▶ **COMPITI DA SVOLGERE**
a) Riproduca fedelmente il passo del testo su Zio Vanja che inizia con "L’anziana madre di" e termina con "queste nostre dipendenze?".
b) Riassuma in un elenco puntato il paragrafo del testo su Zio Vanja che comincia con "L’anziana madre di zio Vanja", conservandone i fatti principali.

▶ **BRANO DI LETTURA**
L’anziana madre di zio Vanja sulla sedia a rotelle e tracheostomizzata, adora il Professore, e dà vita in questo suo affetto improbabile, ad alcuni siparietti teatrali molto divertenti; lei si esprime con un laringofono che rende difficile la comprensione e quindi tutto il dialogo cade sempre nel comico. Immobilizzata in carrozzina, sempre in venerante sguardo verso il Professore, è anche lei vittima di un amore celato, che non riesce a cancellare neanche quando le viene comunicato che la casa verrà venduta e gli ospiti non avranno più una dimora dove stare. Sino a che punto siamo disposti a farci sopraffare, a farci dominare, e a diventare ridicoli in queste nostre dipendenze?

Comprendiamo il lungo lavoro degli attori sul personaggio che arriva sicuramente da un faticoso confronto con i propri vissuti emotivi, i reciproci sentimenti e stati d’animo, con lo scandagliare le storie degli altri da angolature inusuali, in un mix esplosivo di spontaneità e creatività; guidati da Janezic questi straordinari attori hanno concentrato il focus sull’analisi creativa delle dinamiche, delle tensioni, dei conflitti drammaturgici del testo di Cechov. Rimangono folgoranti alcuni passaggi: il commuovente momento in cui la giovane e infelice Sonja si spoglia dei suoi abiti modesti per mettersi un bel vestito a fiori per sognare di attrarre l’uomo che ama, e il muoversi fuori e dentro la luce di scena del Professore, in un tentativo affannoso e impacciato, di ricerca della fama; in fondo, sono tutti dentro un quadro scenico: una delle attrici ha proprio questo unico ruolo di osservare i personaggi dall’esterno, entrando e uscendo continuamente dal palcoscenico, posizionandosi tra il pubblico. Anche altri personaggi si siedono in platea: si guardano, pirandellianamente, vivere.

Questo Zio Vanja è stato un viaggio magnifico; è straordinario creare insieme con questi attori: sono magnifici attori e magnifiche persone. Ho lavorato molto su Cechov, avevo già lavorato su Zio Vanja in Italia e ho passato molta parte della mia vita su questo testo, dunque non vedevo l’ora di vederlo in scena, mi sento davvero molto connesso con Cechov. Ci sono così tante cose da scoprire, da trovare ed è bellissimo lavorare su autori così! Non ci sono molti scrittori come Cechov. Sto scoprendo nuovi modi di rappresentarlo, modi giocosi e folli, pazzi e tutti assolutamente veritieri.

▶ **ESTRATTI DEL MATERIALE**
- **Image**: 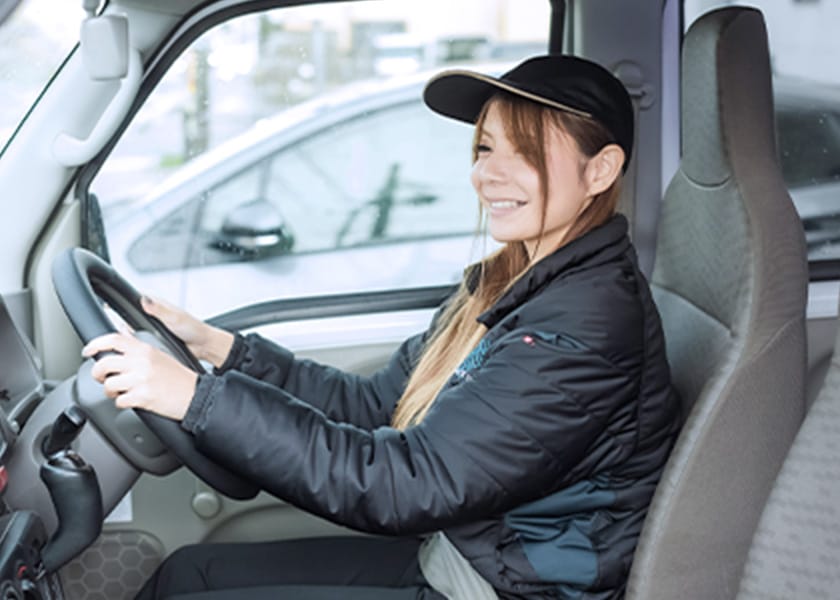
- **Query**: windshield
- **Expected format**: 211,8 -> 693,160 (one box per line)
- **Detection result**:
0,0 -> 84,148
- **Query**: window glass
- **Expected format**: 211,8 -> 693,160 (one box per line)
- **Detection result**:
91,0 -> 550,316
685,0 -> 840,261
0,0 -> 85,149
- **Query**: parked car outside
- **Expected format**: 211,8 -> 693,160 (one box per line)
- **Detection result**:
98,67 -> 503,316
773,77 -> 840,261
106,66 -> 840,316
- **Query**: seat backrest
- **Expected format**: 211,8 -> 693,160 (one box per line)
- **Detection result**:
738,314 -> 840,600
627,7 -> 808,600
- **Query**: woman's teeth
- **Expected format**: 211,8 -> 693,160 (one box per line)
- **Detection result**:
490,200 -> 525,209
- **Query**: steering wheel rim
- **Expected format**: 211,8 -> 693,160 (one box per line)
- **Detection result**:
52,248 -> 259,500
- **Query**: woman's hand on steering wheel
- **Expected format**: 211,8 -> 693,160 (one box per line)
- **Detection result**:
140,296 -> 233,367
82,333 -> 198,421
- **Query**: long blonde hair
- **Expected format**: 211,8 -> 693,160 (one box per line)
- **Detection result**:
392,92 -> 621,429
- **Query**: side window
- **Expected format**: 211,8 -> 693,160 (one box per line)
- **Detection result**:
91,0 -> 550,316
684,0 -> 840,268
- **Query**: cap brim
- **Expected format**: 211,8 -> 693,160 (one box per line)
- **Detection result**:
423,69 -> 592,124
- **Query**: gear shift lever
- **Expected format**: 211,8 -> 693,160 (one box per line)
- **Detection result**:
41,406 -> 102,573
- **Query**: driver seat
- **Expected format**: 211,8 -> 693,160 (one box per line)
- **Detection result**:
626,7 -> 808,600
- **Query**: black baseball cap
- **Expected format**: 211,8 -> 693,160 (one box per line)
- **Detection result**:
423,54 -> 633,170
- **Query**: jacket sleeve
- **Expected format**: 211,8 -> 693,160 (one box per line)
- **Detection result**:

▶ **SOLUZIONI PER COMPITO**
a)
L’anziana madre di zio Vanja sulla sedia a rotelle e tracheostomizzata, adora il Professore, e dà vita in questo suo affetto improbabile, ad alcuni siparietti teatrali molto divertenti; lei si esprime con un laringofono che rende difficile la comprensione e quindi tutto il dialogo cade sempre nel comico. Immobilizzata in carrozzina, sempre in venerante sguardo verso il Professore, è anche lei vittima di un amore celato, che non riesce a cancellare neanche quando le viene comunicato che la casa verrà venduta e gli ospiti non avranno più una dimora dove stare. Sino a che punto siamo disposti a farci sopraffare, a farci dominare, e a diventare ridicoli in queste nostre dipendenze?

b)
- La madre di zio Vanja, anziana, in sedia a rotelle e tracheostomizzata, adora il Professore.
- Questo affetto improbabile dà vita a siparietti teatrali molto divertenti.
- Si esprime con un laringofono che rende difficile comprenderla, perciò il dialogo cade sempre nel comico.
- Anche lei è vittima di un amore celato, che non riesce a cancellare nemmeno quando apprende che la casa verrà venduta e gli ospiti resteranno senza dimora.
- Il paragrafo si chiude chiedendo fino a che punto siamo disposti a farci dominare e a diventare ridicoli nelle nostre dipendenze.